-- Raw data --
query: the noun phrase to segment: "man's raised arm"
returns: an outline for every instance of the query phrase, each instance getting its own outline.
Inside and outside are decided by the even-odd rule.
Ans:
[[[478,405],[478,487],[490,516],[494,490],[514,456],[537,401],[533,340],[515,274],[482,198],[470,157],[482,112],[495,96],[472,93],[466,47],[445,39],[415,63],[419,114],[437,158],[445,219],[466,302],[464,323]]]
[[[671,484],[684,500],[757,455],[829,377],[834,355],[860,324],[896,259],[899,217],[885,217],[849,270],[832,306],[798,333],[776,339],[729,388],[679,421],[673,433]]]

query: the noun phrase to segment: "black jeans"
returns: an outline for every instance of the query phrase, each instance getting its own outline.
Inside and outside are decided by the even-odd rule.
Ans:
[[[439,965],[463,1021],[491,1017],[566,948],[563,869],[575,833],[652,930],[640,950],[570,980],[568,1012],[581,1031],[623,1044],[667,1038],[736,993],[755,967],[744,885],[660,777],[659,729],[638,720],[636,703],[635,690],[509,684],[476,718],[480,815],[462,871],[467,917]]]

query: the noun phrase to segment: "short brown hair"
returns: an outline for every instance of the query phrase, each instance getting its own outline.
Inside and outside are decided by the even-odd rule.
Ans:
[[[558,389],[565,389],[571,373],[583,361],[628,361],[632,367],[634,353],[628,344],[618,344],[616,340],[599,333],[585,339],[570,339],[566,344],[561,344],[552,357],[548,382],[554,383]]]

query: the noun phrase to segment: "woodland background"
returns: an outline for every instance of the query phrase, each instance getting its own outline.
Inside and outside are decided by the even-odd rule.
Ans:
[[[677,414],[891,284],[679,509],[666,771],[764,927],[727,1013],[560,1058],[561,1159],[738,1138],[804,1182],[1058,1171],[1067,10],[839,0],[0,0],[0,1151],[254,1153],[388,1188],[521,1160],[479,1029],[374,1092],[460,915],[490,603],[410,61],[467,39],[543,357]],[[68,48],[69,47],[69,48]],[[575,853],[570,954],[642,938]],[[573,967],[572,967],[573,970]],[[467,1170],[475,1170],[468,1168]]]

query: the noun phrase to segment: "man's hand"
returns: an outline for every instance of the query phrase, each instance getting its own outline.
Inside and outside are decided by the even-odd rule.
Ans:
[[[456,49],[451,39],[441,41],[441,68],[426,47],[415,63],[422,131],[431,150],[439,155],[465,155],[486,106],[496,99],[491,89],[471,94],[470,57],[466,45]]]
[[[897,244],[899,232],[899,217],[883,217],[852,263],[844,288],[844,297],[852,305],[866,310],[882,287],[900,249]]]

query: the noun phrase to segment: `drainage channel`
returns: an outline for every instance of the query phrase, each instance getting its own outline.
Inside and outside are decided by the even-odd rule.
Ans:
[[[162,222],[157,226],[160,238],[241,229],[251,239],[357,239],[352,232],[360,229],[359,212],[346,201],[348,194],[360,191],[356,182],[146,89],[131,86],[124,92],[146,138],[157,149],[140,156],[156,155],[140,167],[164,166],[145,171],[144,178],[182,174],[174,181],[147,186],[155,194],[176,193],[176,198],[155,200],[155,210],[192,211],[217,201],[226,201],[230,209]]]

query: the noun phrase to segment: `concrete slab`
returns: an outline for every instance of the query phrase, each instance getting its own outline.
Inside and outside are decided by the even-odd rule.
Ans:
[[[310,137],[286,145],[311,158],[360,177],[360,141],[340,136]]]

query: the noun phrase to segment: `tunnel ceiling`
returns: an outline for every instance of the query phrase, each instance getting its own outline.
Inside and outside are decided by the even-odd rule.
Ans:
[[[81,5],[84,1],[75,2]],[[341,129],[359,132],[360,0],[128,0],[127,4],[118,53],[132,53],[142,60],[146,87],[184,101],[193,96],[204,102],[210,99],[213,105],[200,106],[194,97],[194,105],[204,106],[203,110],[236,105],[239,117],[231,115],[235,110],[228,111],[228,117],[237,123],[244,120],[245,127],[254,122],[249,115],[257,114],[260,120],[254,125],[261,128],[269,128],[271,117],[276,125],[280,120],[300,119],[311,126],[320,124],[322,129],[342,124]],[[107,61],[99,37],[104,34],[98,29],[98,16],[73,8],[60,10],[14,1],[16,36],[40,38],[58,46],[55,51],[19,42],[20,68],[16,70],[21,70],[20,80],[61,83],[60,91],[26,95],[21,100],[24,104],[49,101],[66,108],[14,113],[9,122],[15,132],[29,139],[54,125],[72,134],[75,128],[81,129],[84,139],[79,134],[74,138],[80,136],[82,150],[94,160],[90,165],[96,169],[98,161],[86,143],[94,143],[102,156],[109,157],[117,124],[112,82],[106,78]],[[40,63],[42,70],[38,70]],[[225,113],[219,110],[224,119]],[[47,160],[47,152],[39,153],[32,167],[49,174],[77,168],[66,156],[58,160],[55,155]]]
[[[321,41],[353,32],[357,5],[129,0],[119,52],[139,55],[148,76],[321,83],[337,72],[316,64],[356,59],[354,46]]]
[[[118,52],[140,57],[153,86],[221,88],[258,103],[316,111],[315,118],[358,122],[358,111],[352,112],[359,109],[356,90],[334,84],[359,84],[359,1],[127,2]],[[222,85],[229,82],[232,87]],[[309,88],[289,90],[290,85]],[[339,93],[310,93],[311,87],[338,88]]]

-- Task brief --
All entries above are to be transcribed verbatim.

-- Completed task --
query: the noun phrase to segment: "man's raised arm"
returns: an outline for every instance of the query phrase, each instance getting its own outline.
Inside and outside are decided by the even-odd rule.
Ans:
[[[478,405],[478,487],[490,516],[494,490],[514,456],[537,401],[533,340],[515,274],[482,198],[470,157],[482,112],[495,96],[472,93],[466,47],[445,39],[415,63],[419,114],[437,158],[445,219],[466,302],[464,323]]]
[[[671,484],[684,500],[757,455],[829,377],[834,355],[860,324],[896,259],[899,217],[885,217],[849,270],[832,306],[798,333],[776,339],[729,388],[679,421],[673,433]]]

query: the noun phrase to segment: "black jeans"
returns: an outline for every instance of the query phrase, each instance getting its own outline.
Inside and outside are decided by the even-odd rule.
Ans:
[[[439,965],[463,1021],[491,1017],[566,948],[563,869],[575,833],[652,930],[640,950],[570,980],[568,1012],[581,1031],[623,1044],[667,1038],[736,993],[755,967],[744,885],[660,777],[659,729],[638,720],[636,703],[635,690],[509,684],[476,718],[480,815],[462,871],[467,917]]]

query: the noun phrase to segment: "short brown hair"
returns: an outline for every instance of the query phrase, each instance getting its own outline.
Inside and outside are decided by the even-odd rule.
Ans:
[[[558,389],[565,389],[571,373],[583,361],[628,361],[632,367],[634,353],[628,344],[618,344],[616,340],[599,333],[585,339],[570,339],[566,344],[561,344],[552,357],[548,382],[554,383]]]

query: the noun phrase to segment: "woodland background"
returns: an outline for every instance of the query phrase, each instance getting its own outline.
Inside and outside are decided by the even-odd rule.
Ans:
[[[677,414],[891,284],[679,509],[666,771],[764,927],[727,1013],[560,1058],[561,1159],[738,1138],[804,1182],[1058,1171],[1067,10],[839,0],[0,0],[0,1151],[254,1153],[388,1188],[521,1160],[479,1029],[374,1092],[460,915],[490,603],[410,61],[467,39],[543,357]],[[68,48],[69,47],[69,48]],[[575,853],[570,954],[642,938]],[[573,967],[572,967],[573,970]],[[467,1170],[475,1170],[468,1168]]]

query: the noun phrase to segment: "man's hand"
returns: an outline for every instance of the query phrase, each instance getting its own outline.
Inside and outside are decided by the even-odd rule.
Ans:
[[[456,49],[451,39],[441,41],[441,68],[426,47],[415,63],[422,131],[431,150],[439,155],[465,155],[486,106],[496,99],[491,89],[471,94],[470,57],[466,45]]]
[[[897,244],[899,232],[899,217],[883,217],[852,263],[844,288],[844,297],[852,305],[866,310],[882,287],[900,249]]]

query: the noun phrase to segment: `drainage channel`
returns: an outline for every instance of the query phrase, each instance getting its own outline.
Inside and outside are decided by the even-odd rule.
Ans:
[[[162,222],[157,226],[160,238],[241,229],[251,239],[357,239],[352,232],[360,229],[359,212],[346,201],[348,194],[360,191],[356,182],[146,89],[131,86],[124,92],[146,138],[157,149],[140,156],[156,155],[140,167],[164,166],[145,171],[144,178],[182,174],[174,181],[147,186],[155,194],[176,193],[176,198],[155,200],[155,210],[192,211],[217,201],[226,201],[230,209]]]

query: the noun phrase to segment: `concrete slab`
returns: an outline for every instance of the query phrase, each instance getting its own outline.
Inside and outside are decided by the even-odd rule.
Ans:
[[[310,137],[286,145],[311,158],[360,177],[360,141],[340,136]]]

query: the noun phrase to segment: `tunnel ceiling`
returns: an outline for every instance of the query phrase, each instance getting its own outline.
Inside and outside are decided by the even-odd rule.
Ans:
[[[81,5],[84,1],[75,2]],[[341,129],[359,132],[360,0],[128,0],[127,4],[118,53],[132,53],[142,60],[146,87],[184,101],[193,96],[204,102],[210,99],[213,105],[200,106],[194,97],[194,105],[204,106],[203,110],[236,105],[239,117],[231,115],[235,110],[228,111],[228,117],[237,123],[244,120],[245,127],[254,122],[249,115],[257,114],[260,120],[254,125],[261,128],[269,128],[271,117],[276,125],[280,120],[300,119],[311,126],[320,124],[322,129],[342,124]],[[107,61],[99,37],[104,34],[98,29],[98,16],[73,8],[60,10],[14,1],[16,36],[40,38],[58,46],[55,51],[19,42],[20,68],[16,70],[21,70],[20,80],[61,83],[60,91],[26,95],[21,100],[24,104],[49,101],[66,108],[14,113],[9,122],[15,132],[29,139],[54,125],[72,134],[75,128],[81,129],[84,139],[79,134],[74,138],[80,136],[82,150],[94,160],[90,165],[96,169],[98,161],[86,143],[94,143],[102,156],[109,157],[117,124],[112,82],[106,78]],[[40,63],[42,70],[38,70]],[[225,113],[219,110],[224,119]],[[47,160],[47,152],[39,153],[32,167],[49,174],[77,168],[66,156],[58,160],[55,155]]]
[[[321,41],[353,32],[357,5],[129,0],[119,52],[139,55],[148,76],[321,83],[337,72],[316,64],[356,59],[354,46]]]
[[[118,52],[140,57],[153,86],[221,88],[258,103],[316,111],[315,118],[358,122],[358,111],[352,112],[359,109],[356,90],[334,84],[359,84],[359,1],[127,2]],[[222,85],[229,82],[232,87]],[[309,88],[289,90],[290,85]],[[339,93],[310,93],[311,87],[338,88]]]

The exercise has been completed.